══ Фрагмент текста

Бендеровец… – Правильно: бандеровец – от фамилии Степана Андреевича Бандеры (1908–1959), руководителя ОУН (Организации украинских националистов) с 1940 г., узника концлагеря Заксенхаузен в 1941–1944 гг.
В летошнем году… – Буквально: в прошлом году. Здесь: прошлый раз. Из января 1951 г. так по привычке говорится о позапрошлом годе.
А в дежурке сидел фельдшер – молодой парень Коля Вдовушкин, за чистым столиком, в свеженьком белом халате – и что-то писал. – Из письма Н. М. Боровкова (Астрахань), послужившего прообразом Коли Вдовушкина, автору рассказа: «Взволнованно, не отрываясь прочитал я „Один день Ивана Денисовича“. Как всё верно, правдиво! Я тоже был в Экибастузе, помню Вас, Александр. Буйновский – это Бурковский, Цезарь – Гроссман; и другие – все ожили в памяти. Сейчас кончаю мединститут. Хочу быть психиатром. И стихи иногда пишу, люблю поэзию. Узнал себя в Николае Вдовушкине, описанном Вами. Ещё раз спасибо за „увековечивание того времени“».[47]
«А сейчас стали возникать люди, узнавшие себя в повести, – рассказывал А. С. – Лакшину. – Кавторанг Буйновский – это Бурковский, он служит в Ленинграде. Начальник Особлага, описанного в „Иване Денисовиче“, работает сторожем в „Гастрономе“. Жалуется, что его обижают, приходит к своим бывшим зэкам с четвертинкой – поговорить о жизни».[48]
«Заходил в редакцию Лёва Гроссман, – записал в дневнике Лакшин 28 августа 1964 г. – Хочет снимать документальный фильм о Твардовском, мечтает о кадрах, где он запечатлел бы его с Солженицыным». И дальше: «Как жаль, что Лёве Гроссману (Цезарю Марковичу у Солженицына) не удалось осуществить свой замысел – снять Твардовского в редакции».[49] А ещё 3 августа в дневник занесено: «Лёва Гроссман, кинорежиссёр, изображённый в „Иване Денисовиче“, – единственный, кто, вопреки опасениям Солженицына, не обижен на него».[50] 4 февраля 1964 г. автор рассказа писал Лакшину: «И хотя перед прототипом Цезаря мне по-человечески несколько неловко, но что делать? Amicus Plato…»[51]
Прототипу кавторанга Буйновского, Борису Васильевичу Бурковскому, в то время начальнику филиала Центрального военно-морского музея на крейсере «Аврора», была посвящена статья В. Паллона «Здравствуйте, кавторанг» («Известия», 14 января 1964 г.). «Я расспрашиваю Бурковского о персонажах повести „Один день Ивана Денисовича“, – пишет автор статьи. – Он говорит о том, что некоторые, как, например, бригадир Тюрин, сам он, Буйновский-Бурковский, кинорежиссёр Цезарь Маркович, баптист Алёша, дневальный лагерной столовой, очень напоминают конкретных людей. Другие – в меньшей степени. Заключённого, который послужил прототипом Ивана Денисовича, капитан второго ранга не помнит. Должно быть, потому что подобных было много, говорит он. В общем все персонажи повести в той или иной степени – типы собирательные.

════
══ Исходные данные

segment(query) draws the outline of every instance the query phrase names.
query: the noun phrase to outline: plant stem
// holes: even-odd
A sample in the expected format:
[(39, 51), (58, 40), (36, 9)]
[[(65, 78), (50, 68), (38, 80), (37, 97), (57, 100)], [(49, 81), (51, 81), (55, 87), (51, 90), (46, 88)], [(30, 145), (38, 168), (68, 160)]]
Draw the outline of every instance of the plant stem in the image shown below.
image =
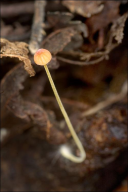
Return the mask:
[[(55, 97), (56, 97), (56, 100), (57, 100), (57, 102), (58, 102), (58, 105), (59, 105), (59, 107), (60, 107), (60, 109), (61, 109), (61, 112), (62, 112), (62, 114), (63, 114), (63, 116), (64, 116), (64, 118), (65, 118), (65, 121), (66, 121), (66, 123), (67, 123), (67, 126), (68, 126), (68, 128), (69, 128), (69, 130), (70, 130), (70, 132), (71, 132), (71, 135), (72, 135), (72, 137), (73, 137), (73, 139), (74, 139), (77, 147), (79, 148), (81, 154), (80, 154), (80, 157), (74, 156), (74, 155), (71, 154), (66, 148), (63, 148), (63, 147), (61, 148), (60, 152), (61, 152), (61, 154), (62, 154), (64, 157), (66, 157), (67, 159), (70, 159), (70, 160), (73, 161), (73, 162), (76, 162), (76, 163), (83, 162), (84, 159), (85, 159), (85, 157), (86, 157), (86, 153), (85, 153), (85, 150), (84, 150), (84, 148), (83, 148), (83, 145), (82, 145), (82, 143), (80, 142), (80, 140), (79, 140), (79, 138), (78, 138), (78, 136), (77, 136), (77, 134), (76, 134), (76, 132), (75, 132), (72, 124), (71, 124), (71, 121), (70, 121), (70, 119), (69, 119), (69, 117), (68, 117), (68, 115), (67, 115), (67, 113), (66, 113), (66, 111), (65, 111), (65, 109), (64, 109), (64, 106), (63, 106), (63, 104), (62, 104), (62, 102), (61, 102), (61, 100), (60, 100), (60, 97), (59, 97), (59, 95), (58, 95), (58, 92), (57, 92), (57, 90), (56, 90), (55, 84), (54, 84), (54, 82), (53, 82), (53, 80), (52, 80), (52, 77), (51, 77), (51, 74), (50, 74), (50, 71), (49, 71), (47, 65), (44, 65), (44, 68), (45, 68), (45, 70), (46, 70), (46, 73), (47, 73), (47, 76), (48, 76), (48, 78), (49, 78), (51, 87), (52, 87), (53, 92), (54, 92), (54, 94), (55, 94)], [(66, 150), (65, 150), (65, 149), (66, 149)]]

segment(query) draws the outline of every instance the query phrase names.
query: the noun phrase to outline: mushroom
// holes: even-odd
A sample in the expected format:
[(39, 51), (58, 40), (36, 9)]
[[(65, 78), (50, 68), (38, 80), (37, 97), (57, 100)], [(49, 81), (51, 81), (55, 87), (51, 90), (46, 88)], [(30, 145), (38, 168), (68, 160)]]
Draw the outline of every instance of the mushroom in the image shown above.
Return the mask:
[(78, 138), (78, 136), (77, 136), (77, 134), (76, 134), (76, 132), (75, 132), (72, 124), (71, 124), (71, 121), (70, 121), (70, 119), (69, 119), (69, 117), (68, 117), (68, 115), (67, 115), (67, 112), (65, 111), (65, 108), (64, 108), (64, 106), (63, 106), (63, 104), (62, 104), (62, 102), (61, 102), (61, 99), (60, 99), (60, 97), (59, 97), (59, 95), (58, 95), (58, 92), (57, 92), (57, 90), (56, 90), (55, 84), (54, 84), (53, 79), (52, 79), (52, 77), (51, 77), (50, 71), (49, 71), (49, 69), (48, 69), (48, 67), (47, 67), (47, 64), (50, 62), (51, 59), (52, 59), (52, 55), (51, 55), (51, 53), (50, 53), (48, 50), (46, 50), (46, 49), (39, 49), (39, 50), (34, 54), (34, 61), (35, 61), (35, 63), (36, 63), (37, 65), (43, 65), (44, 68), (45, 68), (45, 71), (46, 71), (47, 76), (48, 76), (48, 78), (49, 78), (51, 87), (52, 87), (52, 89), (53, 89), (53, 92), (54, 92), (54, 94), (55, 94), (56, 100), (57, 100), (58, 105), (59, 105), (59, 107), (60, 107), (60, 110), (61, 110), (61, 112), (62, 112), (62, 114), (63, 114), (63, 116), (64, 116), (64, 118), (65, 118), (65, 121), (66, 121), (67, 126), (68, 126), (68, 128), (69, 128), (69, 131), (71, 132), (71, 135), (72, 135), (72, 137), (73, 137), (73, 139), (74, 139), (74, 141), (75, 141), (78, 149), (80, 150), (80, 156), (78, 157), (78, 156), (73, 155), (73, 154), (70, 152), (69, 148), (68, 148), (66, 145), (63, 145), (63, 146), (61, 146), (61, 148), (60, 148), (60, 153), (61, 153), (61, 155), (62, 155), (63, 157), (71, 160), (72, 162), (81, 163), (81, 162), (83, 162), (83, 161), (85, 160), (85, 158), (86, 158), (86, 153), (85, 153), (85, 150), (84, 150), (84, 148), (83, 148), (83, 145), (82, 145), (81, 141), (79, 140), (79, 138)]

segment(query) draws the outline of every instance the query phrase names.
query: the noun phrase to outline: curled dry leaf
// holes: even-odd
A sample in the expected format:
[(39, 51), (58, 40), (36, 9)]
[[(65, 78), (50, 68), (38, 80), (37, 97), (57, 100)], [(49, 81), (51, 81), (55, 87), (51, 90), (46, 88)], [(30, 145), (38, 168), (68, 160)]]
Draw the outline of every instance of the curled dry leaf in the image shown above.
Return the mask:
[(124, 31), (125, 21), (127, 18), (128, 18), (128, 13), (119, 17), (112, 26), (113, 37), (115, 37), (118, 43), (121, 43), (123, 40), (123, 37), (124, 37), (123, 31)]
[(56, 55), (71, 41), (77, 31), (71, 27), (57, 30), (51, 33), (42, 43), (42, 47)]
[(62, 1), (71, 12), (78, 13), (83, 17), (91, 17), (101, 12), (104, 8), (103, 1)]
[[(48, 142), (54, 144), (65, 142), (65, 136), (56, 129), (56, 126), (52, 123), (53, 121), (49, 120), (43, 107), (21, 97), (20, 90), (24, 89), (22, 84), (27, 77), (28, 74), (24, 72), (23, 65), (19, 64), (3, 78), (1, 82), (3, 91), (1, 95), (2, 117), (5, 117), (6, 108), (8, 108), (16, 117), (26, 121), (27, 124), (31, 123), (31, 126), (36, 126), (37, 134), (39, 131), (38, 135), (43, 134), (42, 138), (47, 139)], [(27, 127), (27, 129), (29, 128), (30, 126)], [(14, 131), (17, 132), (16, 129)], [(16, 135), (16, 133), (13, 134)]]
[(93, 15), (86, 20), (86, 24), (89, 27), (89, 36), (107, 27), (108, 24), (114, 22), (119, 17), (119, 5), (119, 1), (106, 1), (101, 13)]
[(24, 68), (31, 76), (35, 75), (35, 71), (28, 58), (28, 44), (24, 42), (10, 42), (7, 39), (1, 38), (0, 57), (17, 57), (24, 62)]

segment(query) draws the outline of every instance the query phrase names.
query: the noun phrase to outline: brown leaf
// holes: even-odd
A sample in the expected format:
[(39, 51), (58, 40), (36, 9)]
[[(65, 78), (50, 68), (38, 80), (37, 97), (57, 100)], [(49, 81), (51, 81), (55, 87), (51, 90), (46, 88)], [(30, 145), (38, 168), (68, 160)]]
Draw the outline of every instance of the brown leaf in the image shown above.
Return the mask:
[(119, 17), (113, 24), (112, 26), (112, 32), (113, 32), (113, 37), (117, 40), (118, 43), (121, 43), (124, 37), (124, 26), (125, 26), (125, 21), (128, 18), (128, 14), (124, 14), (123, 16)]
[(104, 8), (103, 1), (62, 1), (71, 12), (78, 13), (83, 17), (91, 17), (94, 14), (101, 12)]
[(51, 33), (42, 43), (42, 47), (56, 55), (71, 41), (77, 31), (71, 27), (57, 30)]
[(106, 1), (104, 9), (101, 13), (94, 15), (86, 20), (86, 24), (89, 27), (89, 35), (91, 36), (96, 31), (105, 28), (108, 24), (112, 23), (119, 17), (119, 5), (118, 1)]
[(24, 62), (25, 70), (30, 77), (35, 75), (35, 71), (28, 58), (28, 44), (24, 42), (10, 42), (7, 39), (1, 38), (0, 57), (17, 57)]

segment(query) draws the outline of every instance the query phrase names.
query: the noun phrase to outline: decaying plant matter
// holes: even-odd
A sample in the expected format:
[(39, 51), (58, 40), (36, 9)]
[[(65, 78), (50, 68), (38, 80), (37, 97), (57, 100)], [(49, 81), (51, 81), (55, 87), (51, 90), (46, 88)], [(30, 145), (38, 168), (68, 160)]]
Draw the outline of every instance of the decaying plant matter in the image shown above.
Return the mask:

════

◆ Что сделать ◆
• 1. Каких персонажей «Одного дня Ивана Денисовича» комментарии к повести связывают с реальными прототипами, названными по имени или фамилии? Перечислите все пары «персонаж — прототип».
• 2. Найдите в строках все строки со словом «matter» и выпишите каждую полностью. Регистр букв учитывается.

◆ Ответы по заданиям ◆
• 1.
- Буйновский (кавторанг) — Борис Васильевич Бурковский
- Цезарь (Цезарь Маркович) — Лёва Гроссман
- Коля Вдовушкин (Николай Вдовушкин) — Н. М. Боровков

• 2.
query: the noun phrase to outline: decaying plant matter
Draw the outline of every instance of the decaying plant matter in the image shown above.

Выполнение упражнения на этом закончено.